◆ JOB:
Return every line of the entries below that contains the word "requested", matching its case exactly.

◆ TASK MATERIAL:
--- --- ---

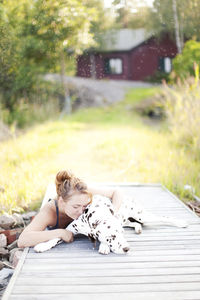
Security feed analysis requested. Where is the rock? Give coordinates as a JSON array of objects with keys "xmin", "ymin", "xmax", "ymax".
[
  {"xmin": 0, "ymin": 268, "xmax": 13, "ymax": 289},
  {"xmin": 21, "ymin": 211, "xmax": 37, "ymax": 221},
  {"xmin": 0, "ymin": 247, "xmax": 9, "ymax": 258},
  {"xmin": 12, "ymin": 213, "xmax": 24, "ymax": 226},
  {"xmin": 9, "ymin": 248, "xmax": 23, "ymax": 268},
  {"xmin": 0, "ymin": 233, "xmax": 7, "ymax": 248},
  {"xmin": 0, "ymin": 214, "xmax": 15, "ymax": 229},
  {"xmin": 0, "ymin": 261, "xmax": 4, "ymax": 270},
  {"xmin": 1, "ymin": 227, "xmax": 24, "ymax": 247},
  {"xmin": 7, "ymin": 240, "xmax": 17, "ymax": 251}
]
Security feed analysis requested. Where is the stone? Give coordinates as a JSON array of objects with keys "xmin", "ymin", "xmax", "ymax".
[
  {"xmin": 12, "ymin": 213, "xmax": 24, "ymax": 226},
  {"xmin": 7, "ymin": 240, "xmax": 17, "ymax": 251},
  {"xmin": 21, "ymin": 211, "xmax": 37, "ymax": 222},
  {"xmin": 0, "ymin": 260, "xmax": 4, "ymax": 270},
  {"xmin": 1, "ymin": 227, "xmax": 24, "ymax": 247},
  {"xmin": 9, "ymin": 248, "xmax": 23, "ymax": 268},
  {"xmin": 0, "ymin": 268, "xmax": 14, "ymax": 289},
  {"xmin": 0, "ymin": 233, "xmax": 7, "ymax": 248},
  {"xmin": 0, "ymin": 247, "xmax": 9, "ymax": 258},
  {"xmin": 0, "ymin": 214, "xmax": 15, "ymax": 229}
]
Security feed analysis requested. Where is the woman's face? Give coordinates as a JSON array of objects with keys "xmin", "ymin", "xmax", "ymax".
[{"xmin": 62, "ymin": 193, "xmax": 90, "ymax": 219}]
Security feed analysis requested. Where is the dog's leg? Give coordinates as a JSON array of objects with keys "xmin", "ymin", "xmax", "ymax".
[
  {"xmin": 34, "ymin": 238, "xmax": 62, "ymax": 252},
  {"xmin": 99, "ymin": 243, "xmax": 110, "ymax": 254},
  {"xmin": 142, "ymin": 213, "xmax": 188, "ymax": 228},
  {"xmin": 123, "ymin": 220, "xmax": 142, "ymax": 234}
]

--- --- ---

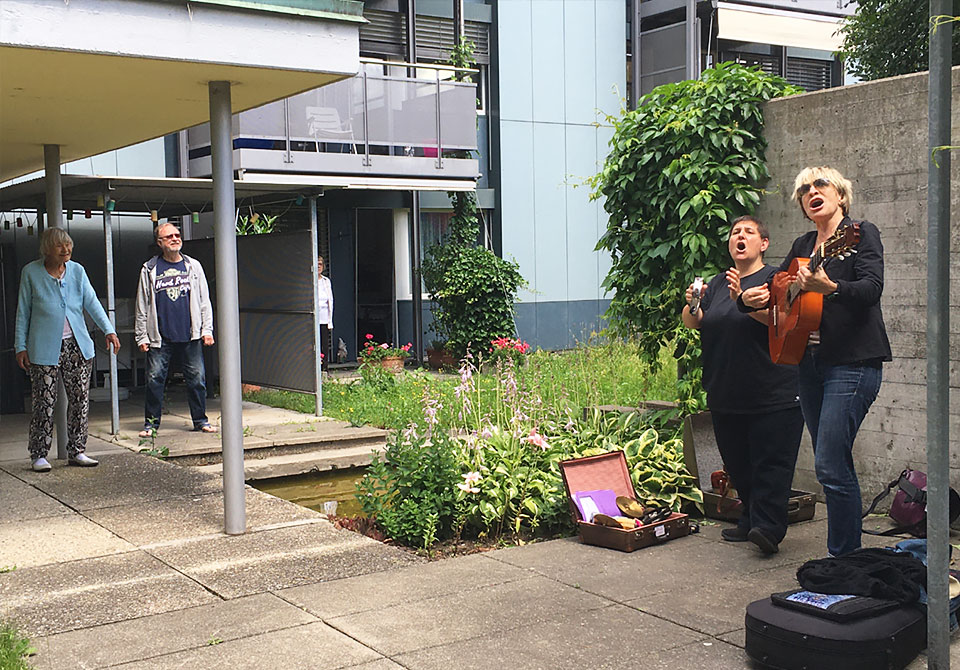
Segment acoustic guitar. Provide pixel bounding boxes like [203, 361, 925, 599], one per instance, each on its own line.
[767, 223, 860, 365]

--- --- ---

◆ REPLY TO THE EXERCISE:
Security feed analysis requested. Where is the rock? Give coordinates as a JSON array of objects with keys "xmin", "ymin", "xmax", "ymax".
Security feed analysis requested. Where is the stone? Give coordinates as a JSON array of objects with keys "xmin", "ymin", "xmax", "ymax".
Security feed analysis requested. Where is the woman's face? Give coordinates as a JSON array of objects with keys "xmin", "ymin", "xmax", "ymax".
Security feed analysis requested. Where is the dog's leg? Give coordinates as a JSON array of objects with keys "xmin", "ymin", "xmax", "ymax".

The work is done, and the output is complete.